== Segment start ==
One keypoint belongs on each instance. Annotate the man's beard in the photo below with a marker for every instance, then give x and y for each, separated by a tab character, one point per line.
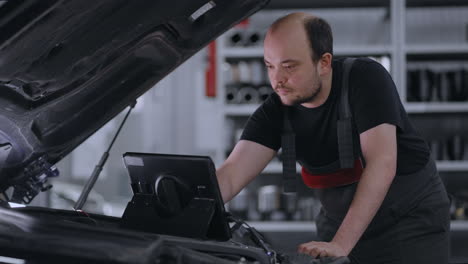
302	100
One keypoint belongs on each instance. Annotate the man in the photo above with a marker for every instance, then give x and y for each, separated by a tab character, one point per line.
392	206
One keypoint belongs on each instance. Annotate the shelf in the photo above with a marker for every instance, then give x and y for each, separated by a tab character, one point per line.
436	107
305	226
257	52
242	52
461	165
283	226
305	4
442	166
240	110
364	50
436	49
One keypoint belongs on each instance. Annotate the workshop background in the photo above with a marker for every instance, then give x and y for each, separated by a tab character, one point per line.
202	106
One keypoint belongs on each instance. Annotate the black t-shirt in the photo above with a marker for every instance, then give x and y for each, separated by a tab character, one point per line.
373	100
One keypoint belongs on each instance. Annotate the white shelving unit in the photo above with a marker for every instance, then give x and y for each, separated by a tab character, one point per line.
391	25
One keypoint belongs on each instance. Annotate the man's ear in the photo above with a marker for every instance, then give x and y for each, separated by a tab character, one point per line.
324	64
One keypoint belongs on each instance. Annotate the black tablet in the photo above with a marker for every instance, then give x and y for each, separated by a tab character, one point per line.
195	176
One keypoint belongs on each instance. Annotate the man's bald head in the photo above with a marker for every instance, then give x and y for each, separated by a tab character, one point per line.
317	30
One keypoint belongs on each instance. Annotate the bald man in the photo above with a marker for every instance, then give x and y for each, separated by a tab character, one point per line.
390	206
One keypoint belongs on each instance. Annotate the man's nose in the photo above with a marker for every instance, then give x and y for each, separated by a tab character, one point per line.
279	76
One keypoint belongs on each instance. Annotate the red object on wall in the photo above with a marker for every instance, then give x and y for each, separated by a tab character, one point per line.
210	74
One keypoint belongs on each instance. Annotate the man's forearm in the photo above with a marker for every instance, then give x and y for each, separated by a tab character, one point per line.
371	191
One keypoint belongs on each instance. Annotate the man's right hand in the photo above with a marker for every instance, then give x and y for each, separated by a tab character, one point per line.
246	161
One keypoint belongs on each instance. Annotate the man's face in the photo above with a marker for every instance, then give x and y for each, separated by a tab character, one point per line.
292	73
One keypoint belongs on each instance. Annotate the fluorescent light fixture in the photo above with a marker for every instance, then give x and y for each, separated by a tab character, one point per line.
15	205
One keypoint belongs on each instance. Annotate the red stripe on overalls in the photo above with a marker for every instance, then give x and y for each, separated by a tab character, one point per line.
== Segment end ==
= Task to carry out =
Set down all the material exactly once more. No pictures.

= Task answer =
One keypoint belongs on each instance. Annotate the man's beard in the photo below with a marker for every instance, then give x and y for each, separated by a tab character, one point per line.
302	100
One keypoint belongs on each instance. Annotate the man in the photo above with a marker for every instance, then give x and y for each, separated by a tab character, one point per line.
392	206
One keypoint belongs on each instance. Annotate the shelf in the photo above with a marker for every instance, then give x and y for each, separated by a tab character, one point per line.
436	107
305	226
257	52
242	52
461	165
283	226
305	4
442	166
240	110
364	50
436	49
One keypoint belongs on each instance. Annotate the workshop background in the photo above with a marker for every instance, then give x and y for each, separated by a tab character, one point per line.
202	106
One keypoint belongs on each instance. Annotate the black t-shirt in the photo above with a marker for every instance, then give x and y for each, separated by a tab character, one point per line.
373	100
One keypoint belongs on each instance. Annotate the white shelving unit in the photo above with a marker for every instance, then give x and y for each, separated by a tab character, one point per line.
391	25
One keypoint belongs on each instance. Annotate the man's ear in the photo above with a marker for every instance, then give x and y for each, separated by a tab character, one point per line.
324	64
One keypoint belongs on each instance. Annotate the black tablet in the photo above with a marker for every instance, then give x and y for each, separated by a tab character, one point per line.
195	176
One keypoint belongs on each instance. Annotate the man's bald head in the photo above with a marker for every instance, then give x and y for each, separated by a tab character, one point per line.
317	30
One keypoint belongs on each instance. Annotate the bald man in the photo above with a marker for every instance, then give x and y for each, separated by a tab character, one point per line.
390	206
One keypoint belongs on each instance. Annotate the man's nose in the photo above with a marker for every instance, then give x and y for each, separated by a tab character, one point per line.
279	76
One keypoint belongs on each instance. Annotate the red object on wall in the photo above with a marker for every instance, then give x and y for each, separated by a tab character, one point per line.
210	74
One keypoint belongs on each instance. Annotate the man's forearm in the photo above with a marker for every instance, then give x and y for each, separated by a tab character, one point per line.
371	191
One keypoint belongs on each instance. Annotate the man's right hand in the photo above with a marker for every instance, then give x and y for each, separated by a tab character, one point per line.
246	161
One keypoint belongs on each instance. Annotate the man's face in the photo above with a marker for every instance, then give x and y for each, separated by a tab character, one point per line.
292	73
One keypoint belongs on each instance. Annotate the fluorescent light fixture in the photo above with a marker for every instance, then give x and y for each, separated by a tab character, one point per line.
15	205
One keypoint belongs on each instance. Annotate the red stripe on overalls in the photo above with a marker for every instance, then give x and y for each, separated by a tab character, one point per line.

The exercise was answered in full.